No justice or peace but bravery beyond belief
Land Without God RTÉ One, Thursday
The Unbelievable Story Of Carl Beech BBC2, Monday
Concert4Cancer Virgin Media One, Friday
Dáithí’s Decade Of The Roses RTÉ One, Monday
The Republican National Convention CNN, Monday to Thursday
Mannix Flynn was six when he first appeared in the children’s court. At 10, he was sent to Letterfrack industrial school, accompanied on the train from Dublin to Galway by a garda and handed over to a Christian Brother. On the way, the brother pulled the car into a forest and orally raped the boy. It was a brutal introduction to a new life, if you could call it that, because Letterfrack was a notorious prison for children.
Mannix, now a playwright, author and Dublin city councillor, came from a large family and many of them, boys and girls alike, spent time in institutions as children and as adults. He told their story in
Land Without God, a quietly devastating documentary aired by RTÉ on Thursday night. There was poetry in the telling of it, but pretty brutal prose in the detail. One of Mannix’s nephews concluded that his own family, between them, had served over 100 years in industrial schools or in prison; another brother listed off the prisons he had been locked up in over the course of his life.
At no stage did it seem to occur to anyone in authority that the Flynns were a family that needed intervention and help. None of their sentences seemed to be designed to help them break the cycle, but instead only to punish them. The Jesuits like to say that if you give them the boy, they’ll give you the man, yet the Christian Brothers in the industrial schools took a different view: give us the boy and we will abuse him, brutalise him, and leave him scarred for life. It is sometimes hard to be shocked anymore by details of these crimes, but Mannix Flynn managed it by delivering it all with quiet calm rather than the fury I vicariously felt. The fact that testimony of survivors to the Ryan report is now locked away for 75 years is a national scandal and the ultimate irony – the abusers have better protection than the abused.
The flipside of this, sadly, was shown in The Unbelievable Story Of Carl Beech on BBC2. Beech was the fantasist known as ‘Nick’ who somehow convinced British police that he had, as a boy, been abused by a paedophile ring that included former British prime minister Edward Heath, former minister Leon Brittan, and other senior political and military figures. Their investigation was shambolic. Beech said he was regularly taken from school even though records showed full attendance. He claimed his abusers physically harmed him in a way that surely would have left scars, but he had none.
They never interviewed his exwife, who could have told them in an instant that the only claim she partially believed was that he might have been abused by his stepfather, though Beech’s own family flatly rebutted the claim.

| To do |
Copy the TV review's text starting at "No justice or" and ending at "prison for children.", and switch "garda" to "police officer".

| Entries shown |
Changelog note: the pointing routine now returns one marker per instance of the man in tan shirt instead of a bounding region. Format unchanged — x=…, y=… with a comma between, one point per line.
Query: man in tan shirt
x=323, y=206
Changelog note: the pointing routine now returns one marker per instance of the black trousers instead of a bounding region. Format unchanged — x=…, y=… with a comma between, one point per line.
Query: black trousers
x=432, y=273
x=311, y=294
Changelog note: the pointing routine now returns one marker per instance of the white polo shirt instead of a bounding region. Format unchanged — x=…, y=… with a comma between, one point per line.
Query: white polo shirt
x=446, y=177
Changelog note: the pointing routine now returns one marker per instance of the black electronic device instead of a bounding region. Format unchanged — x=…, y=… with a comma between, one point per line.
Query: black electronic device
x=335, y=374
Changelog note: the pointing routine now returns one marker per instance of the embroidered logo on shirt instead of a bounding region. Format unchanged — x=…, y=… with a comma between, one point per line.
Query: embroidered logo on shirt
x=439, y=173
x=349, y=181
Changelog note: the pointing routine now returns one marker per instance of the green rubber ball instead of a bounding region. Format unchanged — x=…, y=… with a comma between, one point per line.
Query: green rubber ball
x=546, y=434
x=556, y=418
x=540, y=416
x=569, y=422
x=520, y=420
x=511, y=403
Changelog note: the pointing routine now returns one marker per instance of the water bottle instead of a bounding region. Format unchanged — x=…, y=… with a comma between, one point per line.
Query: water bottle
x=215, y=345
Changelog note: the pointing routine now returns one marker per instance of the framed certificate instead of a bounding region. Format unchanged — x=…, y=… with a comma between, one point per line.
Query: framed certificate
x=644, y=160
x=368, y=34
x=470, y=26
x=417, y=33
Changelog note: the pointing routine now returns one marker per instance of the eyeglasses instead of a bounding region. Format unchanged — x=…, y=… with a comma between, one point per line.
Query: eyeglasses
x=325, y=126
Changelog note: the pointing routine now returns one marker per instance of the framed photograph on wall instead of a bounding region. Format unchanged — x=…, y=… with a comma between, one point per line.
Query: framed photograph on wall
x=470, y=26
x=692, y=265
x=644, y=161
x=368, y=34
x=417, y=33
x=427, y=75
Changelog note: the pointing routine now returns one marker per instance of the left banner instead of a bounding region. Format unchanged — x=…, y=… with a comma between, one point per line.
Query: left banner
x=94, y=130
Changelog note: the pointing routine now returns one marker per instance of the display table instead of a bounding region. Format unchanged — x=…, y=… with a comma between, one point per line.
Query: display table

| Response box |
No justice or peace but bravery beyond belief
Land Without God RTÉ One, Thursday
The Unbelievable Story Of Carl Beech BBC2, Monday
Concert4Cancer Virgin Media One, Friday
Dáithí’s Decade Of The Roses RTÉ One, Monday
The Republican National Convention CNN, Monday to Thursday
Mannix Flynn was six when he first appeared in the children’s court. At 10, he was sent to Letterfrack industrial school, accompanied on the train from Dublin to Galway by a police officer and handed over to a Christian Brother. On the way, the brother pulled the car into a forest and orally raped the boy. It was a brutal introduction to a new life, if you could call it that, because Letterfrack was a notorious prison for children.